### Direction
In the acquirer settlement documentation, restate the passage that begins at the words "Acquirer Settlement to" and stops after "the acquirer account.", switching "platform account" to "operating account".

### Extract provided
+ + + + +

EUR card top-up authorization - Try in Playground →
{
    "variables": {
        "asset": "EUR/2",
        "amount": "10000",
        "acquirer_id": "stripe",
        "client_id": "user123",
        "platform_name": "myplatform",
        "authorization_id": "auth_abc123xyz789"
    }
}
USD card top-up authorization - Try in Playground →
{
    "variables": {
        "asset": "USD/2",
        "amount": "5000",
        "acquirer_id": "adyen",
        "client_id": "user456",
        "platform_name": "myplatform",
        "authorization_id": "auth_def456abc123"
    }
}

Acquirer Settlement to Bank

When the acquirer settles funds to your bank account (typically in bulk, daily or weekly), they settle the net amount after deducting their fees. You receive the net settlement in your bank account and need to cover the fees from your platform account to balance the acquirer account.

Variables

  • $asset (asset): asset in UMN
  • $net_amount (number): Net settlement amount received in bank
  • $fee_amount (number): Fee amount deducted by acquirer
  • $acquirer_id (account): Acquirer account identifier
  • $bank_number (account): Bank account identifier
  • $platform_name (account): Platform account identifier
  • $settlement_ref (string): Settlement reference from acquirer

Accounts Used

  • @acquirers:$acquirer_id:main : Acquirer account (normal debit)
  • @banks:$bank_number:main : Bank account (normal debit)
  • @platform:$platform_name:fees : Platform expense account for fees

Numscript

vars {
    asset $asset
    number $net_amount
    number $fee_amount
    account $acquirer_id
    account $bank_number
    account $platform_name
    string $settlement_ref
}

send [$asset $net_amount] (
    source = @banks:$bank_number:main allowing unbounded overdraft
    destination = @acquirers:$acquirer_id:main
)

send [$asset $fee_amount] (
    source = @platform:$platform_name:fees allowing unbounded overdraft
    destination = @acquirers:$acquirer_id:main
)

set_tx_meta("settlement_ref", $settlement_ref)
set_tx_meta("type", "acquirer_settlement")

Example Usage

EUR settlement from Stripe to bank - Try in Playground →
{
    "variables": {
        "asset": "EUR/2",
        "net_amount": "9750",
        "fee_amount": "250",
        "acquirer_id": "stripe",
        "bank_number": "FR7630004028379876543210943",
        "platform_name": "myplatform",
        "settlement_ref": "po_1pkJxL2eZovKypr4123456789"
    }
}
USD settlement from Adyen to bank - Try in Playground →
{
    "variables": {
        "asset": "USD/2",
        "net_amount": "4850",
        "fee_amount": "150",
        "acquirer_id": "adyen",
        "bank_number": "021000089:123456789",
        "platform_name": "myplatform",
        "settlement_ref": "SETTLE_20240115_000123"
    }
}

Card Refund

When processing a refund for a previously captured card payment, you reverse the original booking flow.

+ + + + +

### Information provided
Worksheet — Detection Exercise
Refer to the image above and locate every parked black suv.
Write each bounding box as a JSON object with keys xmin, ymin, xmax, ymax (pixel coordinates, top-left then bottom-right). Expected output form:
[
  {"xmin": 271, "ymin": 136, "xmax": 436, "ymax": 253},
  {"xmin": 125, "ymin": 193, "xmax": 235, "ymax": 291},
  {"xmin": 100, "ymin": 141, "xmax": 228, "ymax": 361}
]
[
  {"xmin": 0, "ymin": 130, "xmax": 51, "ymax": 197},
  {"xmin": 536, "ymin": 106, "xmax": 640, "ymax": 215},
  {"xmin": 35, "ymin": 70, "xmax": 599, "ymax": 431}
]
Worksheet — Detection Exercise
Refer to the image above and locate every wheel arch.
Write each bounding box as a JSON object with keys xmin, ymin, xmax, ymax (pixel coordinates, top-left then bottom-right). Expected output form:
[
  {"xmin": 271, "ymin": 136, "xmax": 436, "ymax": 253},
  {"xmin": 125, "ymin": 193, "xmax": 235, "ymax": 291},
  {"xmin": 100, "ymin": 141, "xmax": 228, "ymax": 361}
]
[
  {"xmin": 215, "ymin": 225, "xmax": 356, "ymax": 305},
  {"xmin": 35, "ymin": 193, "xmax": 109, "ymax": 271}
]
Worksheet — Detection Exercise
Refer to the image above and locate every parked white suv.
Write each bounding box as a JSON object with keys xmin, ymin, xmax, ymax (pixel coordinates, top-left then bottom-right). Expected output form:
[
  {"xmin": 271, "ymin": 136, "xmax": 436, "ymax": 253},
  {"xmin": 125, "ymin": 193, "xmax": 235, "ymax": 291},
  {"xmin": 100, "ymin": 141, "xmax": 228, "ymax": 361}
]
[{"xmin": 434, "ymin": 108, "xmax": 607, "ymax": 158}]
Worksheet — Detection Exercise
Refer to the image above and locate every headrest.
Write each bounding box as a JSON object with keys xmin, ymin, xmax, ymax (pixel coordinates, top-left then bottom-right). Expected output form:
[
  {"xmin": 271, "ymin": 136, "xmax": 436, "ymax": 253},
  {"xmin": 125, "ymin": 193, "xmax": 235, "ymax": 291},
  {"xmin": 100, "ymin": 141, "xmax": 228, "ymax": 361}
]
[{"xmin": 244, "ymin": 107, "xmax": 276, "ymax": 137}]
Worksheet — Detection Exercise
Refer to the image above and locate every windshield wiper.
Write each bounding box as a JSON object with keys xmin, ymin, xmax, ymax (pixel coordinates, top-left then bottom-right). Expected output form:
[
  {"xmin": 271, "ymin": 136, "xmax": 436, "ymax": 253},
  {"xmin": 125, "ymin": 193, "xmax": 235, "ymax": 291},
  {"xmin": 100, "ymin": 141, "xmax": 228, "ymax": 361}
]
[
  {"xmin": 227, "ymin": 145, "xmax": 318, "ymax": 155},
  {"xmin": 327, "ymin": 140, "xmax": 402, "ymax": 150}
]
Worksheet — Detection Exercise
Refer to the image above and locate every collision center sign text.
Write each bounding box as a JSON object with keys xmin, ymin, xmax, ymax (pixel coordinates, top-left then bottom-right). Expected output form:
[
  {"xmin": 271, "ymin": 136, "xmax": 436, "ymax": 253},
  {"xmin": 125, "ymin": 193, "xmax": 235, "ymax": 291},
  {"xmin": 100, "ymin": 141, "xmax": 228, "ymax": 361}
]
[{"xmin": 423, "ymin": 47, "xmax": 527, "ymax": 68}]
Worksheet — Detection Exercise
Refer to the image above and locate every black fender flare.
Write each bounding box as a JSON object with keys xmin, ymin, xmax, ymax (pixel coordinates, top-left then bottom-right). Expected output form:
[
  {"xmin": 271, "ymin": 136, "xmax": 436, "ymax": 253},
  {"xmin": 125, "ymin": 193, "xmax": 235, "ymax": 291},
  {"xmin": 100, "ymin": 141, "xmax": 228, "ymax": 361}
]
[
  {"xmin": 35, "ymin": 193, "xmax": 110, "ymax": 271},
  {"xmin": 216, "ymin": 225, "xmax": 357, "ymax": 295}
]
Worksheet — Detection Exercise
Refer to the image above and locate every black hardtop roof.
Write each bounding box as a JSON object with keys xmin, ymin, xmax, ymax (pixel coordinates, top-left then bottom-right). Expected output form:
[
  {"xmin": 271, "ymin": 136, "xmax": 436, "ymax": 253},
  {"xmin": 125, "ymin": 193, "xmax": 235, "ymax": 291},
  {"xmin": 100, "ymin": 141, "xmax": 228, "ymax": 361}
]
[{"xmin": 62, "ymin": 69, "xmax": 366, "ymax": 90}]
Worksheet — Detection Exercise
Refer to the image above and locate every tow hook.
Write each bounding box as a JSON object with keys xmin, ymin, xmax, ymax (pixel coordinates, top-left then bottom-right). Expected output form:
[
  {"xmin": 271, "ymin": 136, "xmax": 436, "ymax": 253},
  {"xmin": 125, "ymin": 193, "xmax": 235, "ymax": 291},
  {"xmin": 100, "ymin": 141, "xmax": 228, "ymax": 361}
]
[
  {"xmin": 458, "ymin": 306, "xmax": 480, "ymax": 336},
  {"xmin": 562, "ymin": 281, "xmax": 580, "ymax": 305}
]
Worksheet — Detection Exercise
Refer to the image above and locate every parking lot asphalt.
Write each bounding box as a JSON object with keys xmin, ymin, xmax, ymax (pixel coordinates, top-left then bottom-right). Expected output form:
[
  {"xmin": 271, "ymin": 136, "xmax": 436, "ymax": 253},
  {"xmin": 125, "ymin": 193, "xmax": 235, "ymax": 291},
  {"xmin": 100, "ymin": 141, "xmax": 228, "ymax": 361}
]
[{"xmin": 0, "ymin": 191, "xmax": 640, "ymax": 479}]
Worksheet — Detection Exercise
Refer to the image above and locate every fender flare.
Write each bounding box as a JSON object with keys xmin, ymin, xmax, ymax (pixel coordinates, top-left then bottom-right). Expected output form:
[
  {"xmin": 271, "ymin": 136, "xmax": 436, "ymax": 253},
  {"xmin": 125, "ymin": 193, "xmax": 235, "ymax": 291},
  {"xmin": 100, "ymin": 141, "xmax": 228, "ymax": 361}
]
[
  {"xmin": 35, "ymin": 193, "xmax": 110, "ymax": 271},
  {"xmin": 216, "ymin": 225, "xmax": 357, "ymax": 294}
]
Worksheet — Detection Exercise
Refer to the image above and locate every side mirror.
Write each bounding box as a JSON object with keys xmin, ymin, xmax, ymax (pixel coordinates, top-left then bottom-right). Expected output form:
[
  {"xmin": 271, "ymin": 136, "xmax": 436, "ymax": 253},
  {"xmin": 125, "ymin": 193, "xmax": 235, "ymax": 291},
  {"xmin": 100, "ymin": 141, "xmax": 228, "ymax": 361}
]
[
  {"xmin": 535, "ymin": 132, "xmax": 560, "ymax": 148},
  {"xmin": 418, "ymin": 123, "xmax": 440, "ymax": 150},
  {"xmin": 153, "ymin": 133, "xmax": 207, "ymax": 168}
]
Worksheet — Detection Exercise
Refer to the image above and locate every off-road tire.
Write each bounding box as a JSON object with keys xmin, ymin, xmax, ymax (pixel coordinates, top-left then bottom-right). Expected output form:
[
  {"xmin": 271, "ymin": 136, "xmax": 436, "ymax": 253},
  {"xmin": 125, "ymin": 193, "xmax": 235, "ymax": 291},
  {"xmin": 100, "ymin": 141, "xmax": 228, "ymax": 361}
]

+ + + + +

### Correct output
Acquirer Settlement to Bank

When the acquirer settles funds to your bank account (typically in bulk, daily or weekly), they settle the net amount after deducting their fees. You receive the net settlement in your bank account and need to cover the fees from your operating account to balance the acquirer account.